**Directive A:**
Answer these questions about the thread on bringing home a first dairy doe:
(i) What is the doe's name?
(ii) How old is she?
(iii) How much did she cost?

# So excited to bring home my first dairy doe!



## lovemykidds (Dec 24, 2012)

Eeek!! This is cupcake, she is almost 3


----------



## ksalvagno (Oct 6, 2009)

Very cute! Congratulations!


----------



## lovemykidds (Dec 24, 2012)

ksalvagno said:


> Very cute! Congratulations!


Thanks!! Best $25 ever! Lol. (she climbed on their car so her husband made her get rid of her)


----------



## ksalvagno (Oct 6, 2009)

Wow, that is one incredible price!


----------



## lovemykidds (Dec 24, 2012)

ksalvagno said:


> Wow, that is one incredible price!


Right?! I prayed and told God if any more goats came to me they would be in need of a loving home.  then I got an email asking if I wanted her!!


----------



## Devin (Feb 6, 2011)

that's awesome! LOL! congrats!!!

**Directive B:** Reproduce the rows word for word, starting at the line that contains "of the pink" and ending at the line that contains "14L82 14L82 0L58".

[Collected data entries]
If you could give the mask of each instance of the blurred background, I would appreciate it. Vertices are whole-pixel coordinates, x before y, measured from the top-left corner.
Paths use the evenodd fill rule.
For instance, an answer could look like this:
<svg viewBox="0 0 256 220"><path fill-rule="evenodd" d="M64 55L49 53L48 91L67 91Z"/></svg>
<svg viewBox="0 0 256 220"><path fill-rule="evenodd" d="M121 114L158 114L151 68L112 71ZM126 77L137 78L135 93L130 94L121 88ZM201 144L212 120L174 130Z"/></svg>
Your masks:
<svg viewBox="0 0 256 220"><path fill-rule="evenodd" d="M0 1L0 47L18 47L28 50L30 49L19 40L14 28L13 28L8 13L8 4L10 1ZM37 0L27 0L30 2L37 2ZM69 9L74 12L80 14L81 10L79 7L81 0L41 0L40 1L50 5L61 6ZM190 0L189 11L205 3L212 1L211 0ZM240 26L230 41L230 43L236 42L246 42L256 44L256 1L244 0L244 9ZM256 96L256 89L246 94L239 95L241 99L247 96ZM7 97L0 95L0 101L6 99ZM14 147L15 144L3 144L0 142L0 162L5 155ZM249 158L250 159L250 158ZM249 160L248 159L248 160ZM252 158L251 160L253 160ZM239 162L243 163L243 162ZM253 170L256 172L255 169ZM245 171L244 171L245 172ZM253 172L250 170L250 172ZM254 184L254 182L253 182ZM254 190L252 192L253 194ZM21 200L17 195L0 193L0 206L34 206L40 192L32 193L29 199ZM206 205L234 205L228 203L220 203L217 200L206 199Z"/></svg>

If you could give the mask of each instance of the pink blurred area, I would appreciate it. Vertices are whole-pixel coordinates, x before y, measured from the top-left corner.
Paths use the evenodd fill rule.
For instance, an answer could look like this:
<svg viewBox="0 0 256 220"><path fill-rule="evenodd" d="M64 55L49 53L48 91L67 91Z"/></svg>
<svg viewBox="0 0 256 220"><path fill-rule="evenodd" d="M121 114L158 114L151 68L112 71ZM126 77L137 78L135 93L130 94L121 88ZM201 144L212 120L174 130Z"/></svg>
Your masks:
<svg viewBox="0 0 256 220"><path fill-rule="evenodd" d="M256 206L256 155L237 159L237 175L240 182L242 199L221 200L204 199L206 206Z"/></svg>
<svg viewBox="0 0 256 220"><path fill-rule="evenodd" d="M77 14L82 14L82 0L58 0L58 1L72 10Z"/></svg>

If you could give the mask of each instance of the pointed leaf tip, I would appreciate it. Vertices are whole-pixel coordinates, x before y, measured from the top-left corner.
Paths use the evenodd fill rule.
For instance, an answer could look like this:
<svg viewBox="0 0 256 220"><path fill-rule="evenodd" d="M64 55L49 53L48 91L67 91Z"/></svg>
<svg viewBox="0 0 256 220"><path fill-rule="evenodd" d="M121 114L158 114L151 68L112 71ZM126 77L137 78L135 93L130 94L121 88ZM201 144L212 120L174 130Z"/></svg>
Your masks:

**Complete output A:**
(i) Cupcake
(ii) Almost 3
(iii) $25

**Complete output B:**
If you could give the mask of each instance of the pink blurred area, I would appreciate it. Vertices are whole-pixel coordinates, x before y, measured from the top-left corner.
Paths use the evenodd fill rule.
For instance, an answer could look like this:
<svg viewBox="0 0 256 220"><path fill-rule="evenodd" d="M64 55L49 53L48 91L67 91Z"/></svg>
<svg viewBox="0 0 256 220"><path fill-rule="evenodd" d="M121 114L158 114L151 68L112 71ZM126 77L137 78L135 93L130 94L121 88ZM201 144L212 120L174 130Z"/></svg>
Your masks:
<svg viewBox="0 0 256 220"><path fill-rule="evenodd" d="M256 206L256 155L237 159L237 175L240 182L242 199L221 200L204 199L206 206Z"/></svg>
<svg viewBox="0 0 256 220"><path fill-rule="evenodd" d="M77 14L82 14L82 0L58 0L58 1L72 10Z"/></svg>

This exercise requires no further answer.